SELECTED TEXT
In June 2018, Japan’s Hayabusa2 spacecraft retrieved samples from asteroid Ryugu and successfully returned them to Earth. Researchers at Tohoku University have analysed the samples and identified what they believe may be the oldest solids from the solar system that have thus far become available for study. They reported their findings in the journal Nature Communications on February 16, 2023. The article was also selected to feature in the Editors’ Highlights.

The work was focused on spherical mineral grains, called chondrule-like objects and calcium-aluminium-rich inclusions (CAIs). These grains are key components of chondritic meteorites, which are delivered to Earth from the asteroid belt without being modified by processes, such as melting, that can affect other meteorites. The samples from Ryugu gave scientists the opportunity to study material freshly gathered from an asteroid that, at the time of sampling, was around 15,000,000 kilometres from Earth. But surprising evidence from the investigations of the samples by many research teams has suggested that Ryugu was initially formed much further from Earth, in the outer reaches of the solar system.

A key finding from the analysis by the Tohoku University group is that the grains in the Ryugu samples were likely transported in widening circles from the inner regions of the early solar system out to the much more distant region where the original asteroid Ryugu formed.

The team’s conclusions are partly based on analysing the ratio of different oxygen isotopes in the samples. These are forms of oxygen atoms with varying masses due to differing numbers of neutrons in their nuclei. The lower mass oxygen-16 isotope has one less neutron than oxygen-17 and two fewer than oxygen-18. Many of the Ryugu grains were enriched in oxygen-16. The isotope content, together with analysis of the grains’ sizes and mineral composition, led the researchers to suggest their ancient origin and likely transport outwards to the far regions of the solar system, where they became part of a body that then fragmented to form asteroid Ryugu.

Dataset rows showing where objects appear
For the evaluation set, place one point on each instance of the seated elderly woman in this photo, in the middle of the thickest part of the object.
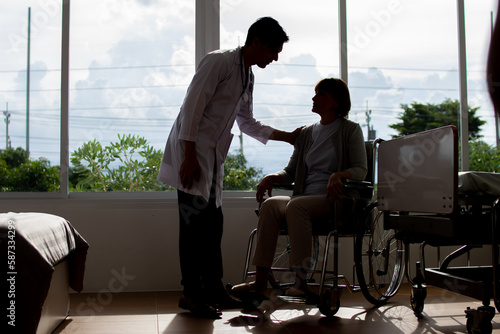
(325, 153)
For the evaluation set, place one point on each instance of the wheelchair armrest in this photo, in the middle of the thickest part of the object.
(283, 186)
(365, 188)
(350, 183)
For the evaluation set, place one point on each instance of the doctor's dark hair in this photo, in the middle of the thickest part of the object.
(268, 31)
(338, 88)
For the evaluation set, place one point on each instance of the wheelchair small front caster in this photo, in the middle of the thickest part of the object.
(418, 293)
(479, 320)
(329, 302)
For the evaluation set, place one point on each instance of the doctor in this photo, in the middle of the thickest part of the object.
(219, 94)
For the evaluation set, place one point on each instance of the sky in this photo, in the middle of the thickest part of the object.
(131, 62)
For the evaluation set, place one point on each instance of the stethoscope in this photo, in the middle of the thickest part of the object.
(244, 79)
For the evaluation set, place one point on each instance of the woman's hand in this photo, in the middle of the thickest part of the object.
(266, 184)
(334, 188)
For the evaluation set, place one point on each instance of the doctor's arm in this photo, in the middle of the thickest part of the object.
(190, 170)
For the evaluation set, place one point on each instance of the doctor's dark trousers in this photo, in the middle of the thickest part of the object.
(200, 236)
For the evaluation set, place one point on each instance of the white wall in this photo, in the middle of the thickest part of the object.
(134, 241)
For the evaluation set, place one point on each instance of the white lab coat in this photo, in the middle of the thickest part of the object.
(214, 100)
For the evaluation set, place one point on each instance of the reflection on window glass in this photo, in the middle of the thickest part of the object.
(400, 52)
(478, 22)
(284, 89)
(129, 69)
(404, 65)
(30, 100)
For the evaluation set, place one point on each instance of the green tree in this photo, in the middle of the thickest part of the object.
(19, 173)
(419, 117)
(483, 157)
(130, 164)
(237, 175)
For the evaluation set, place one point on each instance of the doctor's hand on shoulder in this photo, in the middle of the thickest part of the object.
(288, 137)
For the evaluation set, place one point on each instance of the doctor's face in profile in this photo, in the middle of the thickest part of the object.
(266, 55)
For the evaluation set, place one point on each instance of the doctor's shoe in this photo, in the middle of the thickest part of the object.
(199, 309)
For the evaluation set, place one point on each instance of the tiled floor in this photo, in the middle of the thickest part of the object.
(157, 312)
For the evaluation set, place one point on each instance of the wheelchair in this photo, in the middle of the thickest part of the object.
(378, 256)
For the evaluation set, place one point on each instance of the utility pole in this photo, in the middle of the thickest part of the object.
(7, 121)
(494, 113)
(28, 86)
(241, 142)
(371, 134)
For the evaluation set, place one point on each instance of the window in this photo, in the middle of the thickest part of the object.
(130, 68)
(31, 120)
(400, 52)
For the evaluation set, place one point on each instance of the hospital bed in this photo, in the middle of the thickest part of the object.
(44, 256)
(423, 199)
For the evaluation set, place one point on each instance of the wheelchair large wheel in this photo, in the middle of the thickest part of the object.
(379, 259)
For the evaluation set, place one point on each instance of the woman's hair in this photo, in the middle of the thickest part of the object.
(269, 32)
(338, 88)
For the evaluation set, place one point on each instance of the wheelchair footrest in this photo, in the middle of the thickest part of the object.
(307, 299)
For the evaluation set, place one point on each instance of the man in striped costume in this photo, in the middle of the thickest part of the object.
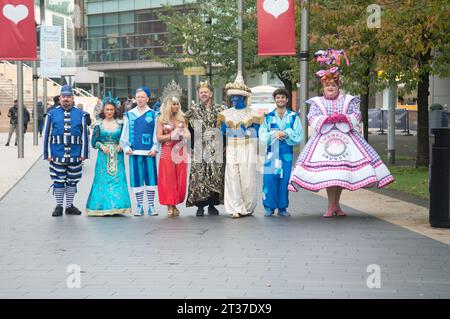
(66, 146)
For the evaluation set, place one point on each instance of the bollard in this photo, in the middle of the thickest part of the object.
(440, 178)
(407, 125)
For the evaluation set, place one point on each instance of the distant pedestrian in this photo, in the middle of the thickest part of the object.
(40, 119)
(13, 114)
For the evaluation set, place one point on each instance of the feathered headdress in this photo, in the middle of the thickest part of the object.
(172, 91)
(109, 99)
(331, 58)
(238, 87)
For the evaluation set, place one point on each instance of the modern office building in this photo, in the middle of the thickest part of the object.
(70, 16)
(119, 36)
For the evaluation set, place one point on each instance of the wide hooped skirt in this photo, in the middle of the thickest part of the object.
(339, 159)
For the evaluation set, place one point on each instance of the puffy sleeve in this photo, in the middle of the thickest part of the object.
(353, 113)
(294, 135)
(156, 143)
(125, 136)
(95, 135)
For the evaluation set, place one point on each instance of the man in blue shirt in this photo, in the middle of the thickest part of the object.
(280, 131)
(66, 146)
(139, 142)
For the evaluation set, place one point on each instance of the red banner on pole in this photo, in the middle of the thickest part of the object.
(276, 27)
(18, 30)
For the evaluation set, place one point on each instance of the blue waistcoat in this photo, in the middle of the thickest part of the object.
(284, 148)
(66, 137)
(141, 130)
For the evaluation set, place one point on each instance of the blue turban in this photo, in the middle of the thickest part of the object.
(146, 90)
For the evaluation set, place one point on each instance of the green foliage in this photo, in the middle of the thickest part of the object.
(217, 42)
(410, 180)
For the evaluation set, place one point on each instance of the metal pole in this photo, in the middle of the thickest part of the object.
(240, 60)
(20, 124)
(35, 100)
(197, 81)
(44, 80)
(304, 55)
(391, 123)
(189, 91)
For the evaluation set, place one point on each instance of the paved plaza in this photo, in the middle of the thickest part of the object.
(302, 256)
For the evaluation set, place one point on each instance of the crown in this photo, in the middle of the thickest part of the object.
(238, 87)
(204, 85)
(331, 58)
(109, 99)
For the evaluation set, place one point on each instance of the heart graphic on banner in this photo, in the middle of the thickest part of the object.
(15, 14)
(276, 7)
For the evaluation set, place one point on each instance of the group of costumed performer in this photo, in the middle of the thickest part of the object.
(336, 156)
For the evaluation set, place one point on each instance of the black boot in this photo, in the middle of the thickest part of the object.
(58, 211)
(212, 210)
(72, 210)
(200, 211)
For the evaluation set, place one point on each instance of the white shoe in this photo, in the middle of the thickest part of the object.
(140, 211)
(152, 211)
(235, 215)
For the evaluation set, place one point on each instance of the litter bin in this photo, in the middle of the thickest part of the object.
(440, 178)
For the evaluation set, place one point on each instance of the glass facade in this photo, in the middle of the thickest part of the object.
(127, 33)
(122, 83)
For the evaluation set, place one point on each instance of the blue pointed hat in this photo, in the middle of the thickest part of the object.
(146, 90)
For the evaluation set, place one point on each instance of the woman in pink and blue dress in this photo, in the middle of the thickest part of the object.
(336, 156)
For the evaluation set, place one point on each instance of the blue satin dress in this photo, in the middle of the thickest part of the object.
(109, 192)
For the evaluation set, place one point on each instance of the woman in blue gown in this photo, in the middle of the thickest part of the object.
(109, 191)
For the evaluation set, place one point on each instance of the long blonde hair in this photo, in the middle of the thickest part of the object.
(166, 111)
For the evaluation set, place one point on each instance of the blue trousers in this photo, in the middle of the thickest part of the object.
(275, 192)
(142, 172)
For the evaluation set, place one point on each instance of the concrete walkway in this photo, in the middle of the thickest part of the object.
(12, 168)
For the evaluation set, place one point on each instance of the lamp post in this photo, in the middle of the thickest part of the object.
(240, 59)
(304, 55)
(208, 21)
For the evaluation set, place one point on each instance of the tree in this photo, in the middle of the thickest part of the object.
(331, 28)
(415, 44)
(216, 42)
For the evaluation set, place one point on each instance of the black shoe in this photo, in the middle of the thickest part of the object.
(200, 211)
(72, 210)
(212, 210)
(58, 211)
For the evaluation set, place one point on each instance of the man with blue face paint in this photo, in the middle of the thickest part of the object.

OBJECTIVES
1: Answer these questions about the text on the Ryugu samples:
(a) In which journal did the Tohoku University researchers report their findings?
(b) About how far from Earth was Ryugu when it was sampled?
(c) Many of the Ryugu grains were enriched in which oxygen isotope?
2: Repeat the records word for word, starting at the line that contains "the black shoe" and stopping after the last line of the records, with both ends included.

FULL ANSWERS
1:
(a) Nature Communications
(b) Around 15,000,000 kilometers
(c) Oxygen-16

2:
For the evaluation set, place one point on each instance of the black shoe in this photo, in the middle of the thickest part of the object.
(200, 211)
(72, 210)
(212, 210)
(58, 211)
For the evaluation set, place one point on each instance of the man with blue face paint in this photo, in the middle of the thickest part of the object.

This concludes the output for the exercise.